Point annotation data

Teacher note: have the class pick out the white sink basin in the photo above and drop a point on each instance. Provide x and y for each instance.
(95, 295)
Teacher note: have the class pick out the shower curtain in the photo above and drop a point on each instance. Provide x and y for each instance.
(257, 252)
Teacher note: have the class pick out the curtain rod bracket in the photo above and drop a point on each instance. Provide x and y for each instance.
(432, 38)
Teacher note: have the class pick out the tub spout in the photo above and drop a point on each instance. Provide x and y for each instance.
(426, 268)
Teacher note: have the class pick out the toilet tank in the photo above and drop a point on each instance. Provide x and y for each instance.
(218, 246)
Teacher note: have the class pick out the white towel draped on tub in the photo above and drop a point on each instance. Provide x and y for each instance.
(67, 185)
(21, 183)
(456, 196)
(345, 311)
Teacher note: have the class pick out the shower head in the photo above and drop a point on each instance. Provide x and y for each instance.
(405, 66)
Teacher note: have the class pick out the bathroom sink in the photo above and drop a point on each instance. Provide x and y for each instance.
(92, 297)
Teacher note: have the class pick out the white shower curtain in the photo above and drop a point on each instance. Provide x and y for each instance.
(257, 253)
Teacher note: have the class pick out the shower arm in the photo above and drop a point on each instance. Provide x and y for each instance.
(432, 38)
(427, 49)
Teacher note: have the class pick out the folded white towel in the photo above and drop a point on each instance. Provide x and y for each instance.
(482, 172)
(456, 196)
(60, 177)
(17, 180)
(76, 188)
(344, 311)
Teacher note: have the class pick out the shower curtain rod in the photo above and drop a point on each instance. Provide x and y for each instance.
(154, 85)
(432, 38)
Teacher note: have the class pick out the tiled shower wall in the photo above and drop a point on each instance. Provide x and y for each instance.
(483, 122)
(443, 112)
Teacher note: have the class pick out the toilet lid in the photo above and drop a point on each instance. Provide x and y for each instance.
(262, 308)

INSTRUCTIONS FOR THE TASK
Reproduce every one of the items above word for word, with no changes.

EXERCISE RESULT
Teacher note: have the class pick out the white sink basin in the photo above and drop a point on each instance. Provide x and y for each instance.
(95, 295)
Teacher note: have the class pick out the shower curtain in the photo above and drop a point on each instance. Provide x and y for each instance.
(257, 252)
Teacher note: have the class pick out the curtain rod bracket in the photo above and drop a point on each instance. Provide x and y for each instance.
(432, 38)
Teacher note: have the class pick out the tub spout in the photo above and drop a point on each instance. Provide x and y for each instance.
(426, 268)
Teacher note: have the class pick out the toilet tank in the photo above and drop a point on each instance. Provide x and y for each instance.
(218, 246)
Teacher note: have the class pick out the white towel draped on tub in the photo above and drop a point on each instance. Provide x and y for each instance.
(67, 185)
(21, 183)
(456, 196)
(345, 311)
Teacher note: have the class pick out the shower head in the photo above and drop a point on each instance. Provide x and y for each instance.
(405, 66)
Teacher note: have the class pick out the bathroom sink in the photo above and drop a point on each instance. Provide x and y for each instance.
(92, 297)
Teacher note: have the class pick out the white shower curtain in the photo above and drop a point on each instance. Provide x and y for each instance.
(257, 253)
Teacher note: have the class pick out the shower arm in the photo above and drop a point on each instance. Provide x and y for each instance.
(432, 38)
(427, 49)
Teacher note: have the class pick out the folded white towel in the photo above and drop a point on each instance. Provide x and y for each instance.
(482, 172)
(456, 196)
(60, 177)
(17, 180)
(76, 188)
(344, 311)
Teacher note: have the class pick out the shower curtain rod in the photo above and drop a point on each instance. Provide x and y for each instance.
(154, 85)
(432, 38)
Teacher note: have the class pick out the tiled shower wall in the photo above and drop a point on each instance. Provide x and y for each instance.
(483, 122)
(443, 112)
Teacher note: have the class pick out the toilet lid in the photo above and drop a point on each instance. Provide x and y for each instance.
(262, 308)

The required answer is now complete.